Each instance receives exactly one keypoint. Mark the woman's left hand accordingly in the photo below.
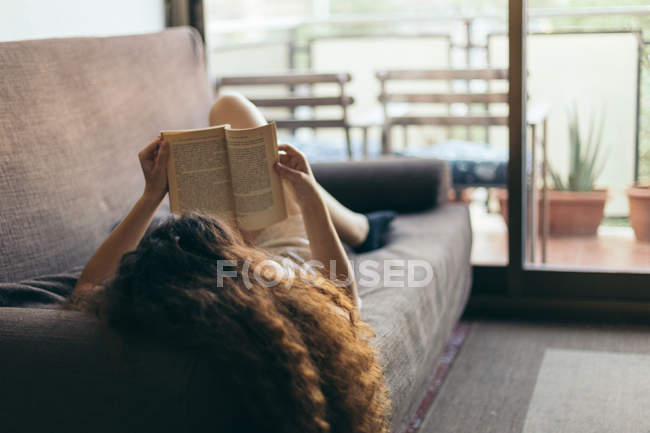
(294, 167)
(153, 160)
---
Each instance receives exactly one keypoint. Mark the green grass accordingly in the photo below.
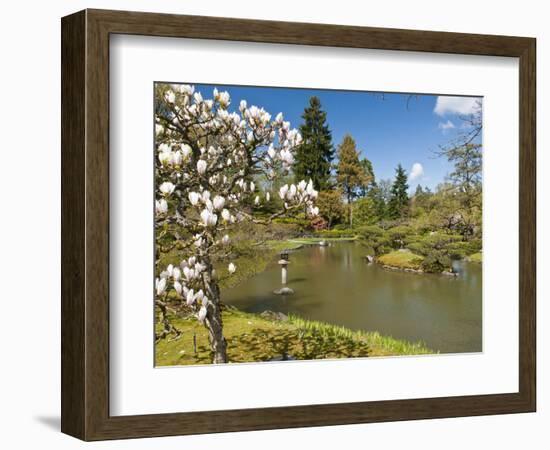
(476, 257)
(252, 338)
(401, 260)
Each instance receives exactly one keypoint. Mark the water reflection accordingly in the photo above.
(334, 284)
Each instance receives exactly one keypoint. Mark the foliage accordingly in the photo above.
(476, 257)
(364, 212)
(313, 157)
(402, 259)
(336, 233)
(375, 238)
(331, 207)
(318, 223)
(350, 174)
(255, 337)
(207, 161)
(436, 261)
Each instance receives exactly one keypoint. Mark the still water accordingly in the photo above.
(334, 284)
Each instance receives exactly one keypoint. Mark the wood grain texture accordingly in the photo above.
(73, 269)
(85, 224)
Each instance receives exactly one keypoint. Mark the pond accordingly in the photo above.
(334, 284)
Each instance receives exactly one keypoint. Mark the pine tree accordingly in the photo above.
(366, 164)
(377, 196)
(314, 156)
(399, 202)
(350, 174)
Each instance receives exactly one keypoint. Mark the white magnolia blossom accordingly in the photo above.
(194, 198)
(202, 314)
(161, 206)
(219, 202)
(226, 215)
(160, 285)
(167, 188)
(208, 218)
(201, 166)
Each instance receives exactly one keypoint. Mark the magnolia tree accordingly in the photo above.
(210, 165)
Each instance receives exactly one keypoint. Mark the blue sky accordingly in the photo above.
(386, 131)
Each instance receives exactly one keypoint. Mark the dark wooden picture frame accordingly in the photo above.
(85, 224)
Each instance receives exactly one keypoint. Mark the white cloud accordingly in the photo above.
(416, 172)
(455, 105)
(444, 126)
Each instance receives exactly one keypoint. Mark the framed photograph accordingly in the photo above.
--
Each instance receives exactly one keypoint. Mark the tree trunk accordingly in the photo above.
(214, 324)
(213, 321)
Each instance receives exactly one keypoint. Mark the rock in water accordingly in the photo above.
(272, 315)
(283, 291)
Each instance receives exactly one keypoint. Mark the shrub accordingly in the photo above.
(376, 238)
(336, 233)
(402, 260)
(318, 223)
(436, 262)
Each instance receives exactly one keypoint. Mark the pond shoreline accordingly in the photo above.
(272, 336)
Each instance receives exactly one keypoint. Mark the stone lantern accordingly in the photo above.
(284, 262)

ASSIGNMENT: An exact copy of the lines above, from the one containing "Each instance receives exactly one keypoint. Mark the foliage" down to the one containing "Each instance receives exactly one keypoint. Mark the framed" and including both, is the whole answer; retype it and nothing else.

RESPONSE TO THIS EXERCISE:
Each instance receives exactly one keypoint. Mark the foliage accordingly in the photo above.
(476, 257)
(364, 212)
(313, 157)
(402, 259)
(336, 233)
(375, 238)
(331, 207)
(318, 223)
(350, 174)
(255, 337)
(207, 161)
(436, 261)
Each instance receives exactly one keypoint. Mark the still water accordingly in the photo above.
(334, 284)
Each instance receives exactly one keypoint. Mark the wood grain texture accordingly in the photo above.
(73, 269)
(85, 224)
Each instance receives exactly one keypoint. Mark the pond accordingly in the photo above.
(334, 284)
Each instance receives exactly one keypoint. Mark the pine tree accordingly in the photo above.
(366, 164)
(377, 196)
(314, 156)
(399, 202)
(350, 174)
Each instance receives exactly one keypoint. Mark the white magnolia blossom accordingly in the photo above.
(194, 198)
(202, 314)
(161, 206)
(219, 202)
(226, 215)
(160, 285)
(167, 188)
(208, 218)
(201, 166)
Each instance receives exactly one keypoint. Mark the magnolia tree accordingly in the photo above.
(210, 165)
Each instance receives exactly one keypoint. Mark the blue sky accordingly in the photo above.
(386, 131)
Each instance receives exactly one keypoint. Mark the dark wooden picture frame accordingly in the photo above.
(85, 224)
Each instance receives exactly one keypoint. Mark the white cloud accordingly in the photo above.
(416, 172)
(455, 105)
(444, 126)
Each instance receives exactly one keypoint. Mark the framed photograph accordingly in the photo above.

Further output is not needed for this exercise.